▸ **YOUR TASK**
Copy every entry exactly.

▸ **DATA LINES**
╔══

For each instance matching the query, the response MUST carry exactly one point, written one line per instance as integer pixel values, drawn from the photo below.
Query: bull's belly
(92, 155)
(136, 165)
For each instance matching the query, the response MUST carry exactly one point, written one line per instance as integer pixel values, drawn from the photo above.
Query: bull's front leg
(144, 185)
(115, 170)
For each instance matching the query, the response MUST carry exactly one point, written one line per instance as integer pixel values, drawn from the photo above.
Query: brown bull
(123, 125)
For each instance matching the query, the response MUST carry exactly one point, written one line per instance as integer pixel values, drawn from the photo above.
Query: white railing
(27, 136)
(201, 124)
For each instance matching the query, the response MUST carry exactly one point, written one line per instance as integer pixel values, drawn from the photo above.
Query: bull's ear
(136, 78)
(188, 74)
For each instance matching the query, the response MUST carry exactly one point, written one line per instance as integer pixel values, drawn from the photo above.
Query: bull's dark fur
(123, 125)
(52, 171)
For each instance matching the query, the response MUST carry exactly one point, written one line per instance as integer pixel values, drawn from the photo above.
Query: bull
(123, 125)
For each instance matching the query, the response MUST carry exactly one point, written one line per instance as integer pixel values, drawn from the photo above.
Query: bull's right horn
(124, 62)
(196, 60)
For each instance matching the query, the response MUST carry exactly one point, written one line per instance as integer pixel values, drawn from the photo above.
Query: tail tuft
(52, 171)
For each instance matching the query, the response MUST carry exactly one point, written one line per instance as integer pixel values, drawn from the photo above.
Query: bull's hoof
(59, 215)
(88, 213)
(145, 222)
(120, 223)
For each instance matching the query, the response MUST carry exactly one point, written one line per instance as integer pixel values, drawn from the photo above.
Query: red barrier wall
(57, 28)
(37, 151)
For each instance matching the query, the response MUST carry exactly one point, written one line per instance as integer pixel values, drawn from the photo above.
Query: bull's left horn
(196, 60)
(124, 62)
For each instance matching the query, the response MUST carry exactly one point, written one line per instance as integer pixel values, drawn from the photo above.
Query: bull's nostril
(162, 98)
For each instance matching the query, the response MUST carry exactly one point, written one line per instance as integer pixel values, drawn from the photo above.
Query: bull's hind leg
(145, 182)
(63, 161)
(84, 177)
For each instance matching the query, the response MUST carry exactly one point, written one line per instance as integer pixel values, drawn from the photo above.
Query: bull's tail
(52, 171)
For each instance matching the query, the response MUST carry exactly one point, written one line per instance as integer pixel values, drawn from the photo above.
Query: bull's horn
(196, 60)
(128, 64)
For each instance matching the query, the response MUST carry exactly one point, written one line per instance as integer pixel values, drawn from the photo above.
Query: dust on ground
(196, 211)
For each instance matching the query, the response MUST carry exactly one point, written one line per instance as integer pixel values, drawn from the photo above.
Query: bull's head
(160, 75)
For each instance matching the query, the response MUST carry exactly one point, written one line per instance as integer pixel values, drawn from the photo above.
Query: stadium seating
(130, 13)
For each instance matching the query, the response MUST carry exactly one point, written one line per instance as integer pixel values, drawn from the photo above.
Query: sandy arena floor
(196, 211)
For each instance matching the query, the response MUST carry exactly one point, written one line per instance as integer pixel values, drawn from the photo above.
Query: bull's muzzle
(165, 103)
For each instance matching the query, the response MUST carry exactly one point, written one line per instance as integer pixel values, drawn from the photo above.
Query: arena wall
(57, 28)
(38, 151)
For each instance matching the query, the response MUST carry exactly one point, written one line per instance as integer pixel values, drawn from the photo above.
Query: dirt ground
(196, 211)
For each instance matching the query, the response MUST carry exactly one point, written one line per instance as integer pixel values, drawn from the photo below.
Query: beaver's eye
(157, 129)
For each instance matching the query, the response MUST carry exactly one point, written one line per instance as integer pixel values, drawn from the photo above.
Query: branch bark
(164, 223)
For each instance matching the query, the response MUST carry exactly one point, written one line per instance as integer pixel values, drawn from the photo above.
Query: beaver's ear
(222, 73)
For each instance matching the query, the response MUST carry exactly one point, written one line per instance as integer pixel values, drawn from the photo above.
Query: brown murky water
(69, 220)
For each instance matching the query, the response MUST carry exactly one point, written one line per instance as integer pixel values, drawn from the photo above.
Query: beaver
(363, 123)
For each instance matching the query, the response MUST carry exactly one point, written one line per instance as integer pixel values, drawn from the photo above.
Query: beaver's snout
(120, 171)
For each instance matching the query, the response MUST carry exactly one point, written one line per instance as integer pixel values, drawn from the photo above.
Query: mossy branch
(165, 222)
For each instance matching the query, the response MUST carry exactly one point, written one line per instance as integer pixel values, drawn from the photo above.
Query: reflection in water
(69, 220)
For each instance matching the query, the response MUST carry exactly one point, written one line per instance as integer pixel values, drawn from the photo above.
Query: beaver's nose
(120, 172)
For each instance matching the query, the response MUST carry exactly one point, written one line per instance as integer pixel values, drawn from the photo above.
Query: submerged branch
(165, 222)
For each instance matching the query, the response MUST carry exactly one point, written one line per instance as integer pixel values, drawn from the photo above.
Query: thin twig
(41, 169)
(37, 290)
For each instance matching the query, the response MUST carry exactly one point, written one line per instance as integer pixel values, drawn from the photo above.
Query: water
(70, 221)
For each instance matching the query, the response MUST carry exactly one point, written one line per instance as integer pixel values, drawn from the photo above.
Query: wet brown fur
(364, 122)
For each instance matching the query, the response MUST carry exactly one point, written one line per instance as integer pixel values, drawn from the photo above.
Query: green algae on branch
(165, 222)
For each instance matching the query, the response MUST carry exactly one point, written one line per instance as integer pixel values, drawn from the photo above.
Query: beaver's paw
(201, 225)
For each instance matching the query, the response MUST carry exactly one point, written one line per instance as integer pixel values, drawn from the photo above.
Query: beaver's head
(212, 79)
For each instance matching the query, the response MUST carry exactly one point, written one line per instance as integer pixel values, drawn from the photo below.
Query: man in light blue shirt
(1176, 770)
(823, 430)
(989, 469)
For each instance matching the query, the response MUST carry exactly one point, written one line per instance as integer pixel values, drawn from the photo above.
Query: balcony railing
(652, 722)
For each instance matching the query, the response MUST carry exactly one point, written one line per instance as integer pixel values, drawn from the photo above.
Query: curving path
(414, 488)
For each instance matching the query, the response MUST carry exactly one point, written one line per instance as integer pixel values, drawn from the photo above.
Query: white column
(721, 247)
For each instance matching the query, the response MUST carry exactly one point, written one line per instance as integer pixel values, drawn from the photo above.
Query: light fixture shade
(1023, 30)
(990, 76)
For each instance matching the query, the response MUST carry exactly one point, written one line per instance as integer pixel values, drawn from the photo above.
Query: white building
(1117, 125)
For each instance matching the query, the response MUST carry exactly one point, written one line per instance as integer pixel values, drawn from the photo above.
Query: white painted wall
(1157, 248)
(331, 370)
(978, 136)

╚══

▸ **THE RESPONSE**
For each instance matching the query, the response MUST carry exactly one point, written one line per instance as integer pixel values, drawn from the photo below.
Query: bull's belly
(92, 155)
(136, 165)
For each instance matching the query, the response MUST carry exactly one point, written one line per instance as integer pixel values, drawn from the photo above.
Query: bull's front leg
(144, 185)
(115, 170)
For each instance matching the query, the response MUST carry exactly one point, written one line per instance as integer pixel values, drawn from the photo above.
Query: brown bull
(123, 125)
For each instance matching the query, the response MUST carry exactly one point, written one line per instance as integer pixel values, drawn from the photo above.
Query: white railing
(27, 136)
(201, 124)
For each instance matching the query, the response MUST carry exactly one point, written one line per instance as integer pixel values, drawn from the photo above.
Query: bull's ear
(136, 78)
(188, 74)
For each instance matching the query, the response MUST carry exactly one point, written one line per instance as integer pixel values, drawn from the photo above.
Query: bull's dark fur
(123, 125)
(52, 171)
For each instance matching the query, the response MUST carry exactly one point, written one line per instance as integer pixel values, drawn from the photo above.
Query: bull
(123, 125)
For each instance matching the query, the response MUST carry exactly one point, written one line per instance as integer pixel values, drawn from the photo above.
Query: bull's right horn
(124, 62)
(196, 60)
For each instance matching the query, the response MUST carry exactly one point, written one line per instance as integer pixel values, drawn from the photo above.
Query: tail tuft
(52, 171)
For each instance matching the query, the response MUST carry exactly one point, written one line per instance as integer pixel values, drawn from the photo above.
Query: bull's hoof
(59, 215)
(88, 213)
(145, 222)
(120, 223)
For each instance matching the query, the response MUST carry exactly one point, written one line per instance as integer pixel values, drawn from the photo above.
Query: red barrier wall
(57, 28)
(37, 151)
For each instance matching the query, the response MUST carry exactly one point, written one line per instance as integer pixel values, drawn from the photo above.
Query: bull's left horn
(196, 60)
(124, 62)
For each instance matching the query, the response MUST carry exactly one point, written one line per instance as integer pixel values, drawn from the photo above.
Query: bull's nostril
(162, 98)
For each instance matching the query, the response MUST carry exactly one point, written one line per instance as integer pixel values, drawn from the photo above.
Query: bull's hind leg
(145, 182)
(63, 161)
(84, 177)
For each instance matching the query, the response MUST carry exactly one point, written one line per instance as integer pixel values, drawn from the photo above.
Query: bull's tail
(52, 171)
For each instance matching the query, the response MUST carry exactly one point, written one line per instance as integer pixel values, drawn from the photo above.
Query: bull's horn
(196, 60)
(128, 64)
For each instance matching the query, the response MUST carry exactly one point, written one line per instance as integer pixel values, drawn from the photo above.
Query: dust on ground
(196, 211)
For each instance matching the query, the response MUST carry exactly one point, written one line per instance as integer pixel values, drawn from the photo above.
Query: bull's head
(160, 75)
For each instance matching the query, the response MUST carry exactly one point, written one line per instance as integer pixel values, drawn from the photo above.
Query: stadium seating
(130, 13)
For each instance matching the query, the response MUST carry exactly one point, written one line per instance as integer pixel values, drawn from the photo above.
Query: sandy arena floor
(196, 211)
For each instance matching the query, the response MUST carry exactly one point, written one line per instance as integer pixel values, drawn from the photo above.
Query: bull's muzzle
(165, 103)
For each instance matching the query, the response MUST carry exactly one point, written one line per instance as integer pixel values, drawn from the photo above.
Query: arena wall
(57, 28)
(38, 151)
For each instance matching the query, the response MUST carry exactly one point, written one line per instance as integer pixel values, drawn from the photo above.
Query: dirt ground
(196, 211)
For each instance matching the query, the response MUST carry exactly one point, written one line per instance as integer pixel values, drawn from the photo below.
Query: beaver's eye
(157, 129)
For each instance matching the query, the response MUST carry exactly one point, written one line per instance as integer pixel values, drawn from the photo above.
Query: branch bark
(164, 223)
For each instance matching the query, the response MUST carry exactly one point, written one line per instance as integer pixel values, drawn from the photo above.
Query: beaver's ear
(222, 73)
For each instance matching the query, the response MUST carry exactly one point, written one line per instance as integer pixel values, drawn from the photo above.
Query: brown murky water
(69, 220)
For each instance matching the query, the response MUST carry exactly one point, written one line per instance as integer pixel values, drawn from the photo above.
Query: beaver
(363, 123)
For each instance matching the query, the response MUST carry exactly one point, written one line per instance as integer pixel values, drawn from the photo above.
Query: beaver's snout
(120, 171)
For each instance matching the query, the response MUST carry exactly one point, written one line per instance as integer pixel values, drawn from the photo above.
Query: mossy branch
(165, 222)
For each instance matching the query, the response MUST carry exactly one point, written one line per instance as integer pixel values, drawn from the photo above.
Query: reflection in water
(69, 220)
For each instance matching the query, the response MUST carry exactly one point, written one line per instance as integer pixel values, drawn from the photo above.
Query: beaver's nose
(120, 172)
For each instance matching the query, the response MUST carry exactly one point, written one line per instance as integer pixel values, drawn from the photo above.
Query: submerged branch
(165, 222)
For each instance matching the query, the response MUST carry exactly one point, written one line per instance as integer pixel values, drawn from the photo above.
Query: thin twig
(41, 169)
(37, 290)
For each instance matching the query, the response MUST carry exactly one point, written one line per instance as integer pixel values, drawn from the photo above.
Query: water
(70, 221)
For each instance matching the query, the response MUST carry exactly one point, written one line per instance as integer pixel values, drawn from the photo above.
Query: wet brown fur
(364, 122)
For each instance matching the query, the response MUST carry exactly one point, written one line per instance as integer pixel values, drawn from the photo above.
Query: green algae on branch
(165, 222)
For each instance matching the query, the response MUST carry exactly one point, written one line per instance as integer pixel values, drawn from the photo above.
Query: beaver's paw
(201, 225)
For each instance matching the query, the response MUST carry exactly one point, written one line per instance as integer pixel values, drawn from the photo above.
Query: beaver's head
(212, 79)
For each instance matching the query, the response MUST carry exactly one point, written one line per instance as integer pixel values, drawn from the photo below.
Query: man in light blue shirt
(1176, 770)
(823, 430)
(989, 469)
For each instance matching the query, the response MUST carry exactly one point, written one line per instance as integer pixel values, drawn from the photo above.
Query: balcony railing
(652, 722)
For each instance matching the query, the response MUST carry exactly one point, written one line per instance as integer pixel values, drawn from the photo above.
Query: curving path
(414, 488)
For each instance matching the query, the response MUST carry exactly one point, written one line per instance as integer pixel values, drawn from the photo above.
Query: white column
(721, 247)
For each instance matching the query, the response MUST carry exactly one point, written one line per instance as integer pixel values, drawn from the photo above.
Query: light fixture shade
(1023, 30)
(990, 76)
For each instance matching the query, the response MUST carry exactly one point, written one line per instance as integer pixel values, drawn from the photo above.
Query: white building
(1117, 125)
For each instance matching the query, the response MUST carry exactly one point, written one line per instance as integer pixel values, drawn from the photo above.
Query: white painted wall
(1157, 248)
(331, 370)
(978, 136)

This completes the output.